## Problem requirements
Starting at the beginning of the records and ending at the line that contains "box: [124, 142, 149, 160]", present those lines alone as a numbered list, skipping any blank lines.

## Saved data entries
###

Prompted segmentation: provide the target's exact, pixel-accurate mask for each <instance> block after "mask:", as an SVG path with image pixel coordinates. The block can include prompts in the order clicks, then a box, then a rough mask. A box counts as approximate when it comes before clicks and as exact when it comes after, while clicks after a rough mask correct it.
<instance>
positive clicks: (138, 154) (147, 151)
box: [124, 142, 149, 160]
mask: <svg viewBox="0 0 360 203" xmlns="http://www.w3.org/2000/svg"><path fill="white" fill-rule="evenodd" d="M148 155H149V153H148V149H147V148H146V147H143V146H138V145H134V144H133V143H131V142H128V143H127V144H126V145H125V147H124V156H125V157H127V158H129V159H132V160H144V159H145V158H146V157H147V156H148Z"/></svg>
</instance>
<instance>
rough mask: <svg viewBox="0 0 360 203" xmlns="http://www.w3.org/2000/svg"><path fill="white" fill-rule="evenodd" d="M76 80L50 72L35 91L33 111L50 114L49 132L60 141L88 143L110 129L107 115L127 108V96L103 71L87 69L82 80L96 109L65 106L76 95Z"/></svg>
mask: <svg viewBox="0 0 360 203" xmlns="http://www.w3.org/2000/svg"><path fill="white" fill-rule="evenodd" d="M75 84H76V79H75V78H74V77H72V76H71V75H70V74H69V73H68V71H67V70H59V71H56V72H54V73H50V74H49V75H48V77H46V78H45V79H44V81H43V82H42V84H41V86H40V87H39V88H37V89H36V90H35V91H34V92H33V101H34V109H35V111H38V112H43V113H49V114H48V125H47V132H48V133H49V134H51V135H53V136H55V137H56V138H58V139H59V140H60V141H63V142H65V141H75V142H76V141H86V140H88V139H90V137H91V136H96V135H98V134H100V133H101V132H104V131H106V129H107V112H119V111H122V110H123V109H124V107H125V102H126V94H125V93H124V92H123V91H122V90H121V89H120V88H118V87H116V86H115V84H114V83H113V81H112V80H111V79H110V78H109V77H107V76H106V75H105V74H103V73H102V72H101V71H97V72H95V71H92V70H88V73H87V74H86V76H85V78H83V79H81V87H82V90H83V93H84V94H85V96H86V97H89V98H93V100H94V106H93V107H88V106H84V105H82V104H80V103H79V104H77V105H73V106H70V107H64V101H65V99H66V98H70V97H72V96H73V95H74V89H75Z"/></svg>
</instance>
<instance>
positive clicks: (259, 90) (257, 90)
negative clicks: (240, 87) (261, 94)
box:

###

## Worked solution
1. Prompted segmentation: provide the target's exact, pixel-accurate mask for each <instance> block after "mask:", as an SVG path with image pixel coordinates. The block can include prompts in the order clicks, then a box, then a rough mask. A box counts as approximate when it comes before clicks and as exact when it comes after, while clicks after a rough mask correct it.
2. <instance>
3. positive clicks: (138, 154) (147, 151)
4. box: [124, 142, 149, 160]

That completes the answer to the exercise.